WHAT YOU HAVE TO DO: Every line of the data is to be reproduced exactly.

Records from a data collection:
--- START ---
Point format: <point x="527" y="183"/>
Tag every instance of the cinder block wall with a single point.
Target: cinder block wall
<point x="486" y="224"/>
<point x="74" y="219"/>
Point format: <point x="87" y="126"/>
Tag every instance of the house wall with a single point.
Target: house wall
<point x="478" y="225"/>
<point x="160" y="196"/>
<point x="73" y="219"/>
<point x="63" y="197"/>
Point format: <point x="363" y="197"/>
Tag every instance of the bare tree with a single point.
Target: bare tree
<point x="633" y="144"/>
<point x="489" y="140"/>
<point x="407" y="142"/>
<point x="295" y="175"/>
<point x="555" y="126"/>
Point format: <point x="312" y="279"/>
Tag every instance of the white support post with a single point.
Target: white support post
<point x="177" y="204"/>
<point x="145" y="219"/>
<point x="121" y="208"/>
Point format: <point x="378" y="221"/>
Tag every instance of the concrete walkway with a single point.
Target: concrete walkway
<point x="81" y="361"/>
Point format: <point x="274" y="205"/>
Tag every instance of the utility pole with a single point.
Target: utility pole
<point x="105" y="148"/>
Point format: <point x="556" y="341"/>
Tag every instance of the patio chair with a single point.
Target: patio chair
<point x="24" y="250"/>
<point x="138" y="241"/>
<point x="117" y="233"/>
--- END ---
REPLY:
Point format: <point x="527" y="183"/>
Tag every instance of the cinder block wall with a single point.
Target: cinder block wall
<point x="486" y="224"/>
<point x="74" y="219"/>
Point format: <point x="87" y="126"/>
Tag every instance of the house wall with a single point.
Target: house wall
<point x="478" y="225"/>
<point x="160" y="196"/>
<point x="73" y="219"/>
<point x="63" y="197"/>
Point format: <point x="363" y="197"/>
Tag every instance of the bare tree with a single point.
Target: bare tree
<point x="633" y="144"/>
<point x="489" y="140"/>
<point x="407" y="142"/>
<point x="295" y="175"/>
<point x="555" y="126"/>
Point format: <point x="312" y="279"/>
Tag every instance of the white support post with a single point.
Target: white support post
<point x="177" y="204"/>
<point x="145" y="219"/>
<point x="121" y="208"/>
Point format: <point x="378" y="221"/>
Tag every instance of the concrete walkway with a single point.
Target: concrete walkway
<point x="81" y="361"/>
Point format: <point x="274" y="205"/>
Tag every instance of the utility pole with a single point.
Target: utility pole
<point x="105" y="148"/>
Point format: <point x="556" y="341"/>
Tag every instance of the patio chair with a single point.
Target: patio chair
<point x="24" y="250"/>
<point x="138" y="241"/>
<point x="117" y="233"/>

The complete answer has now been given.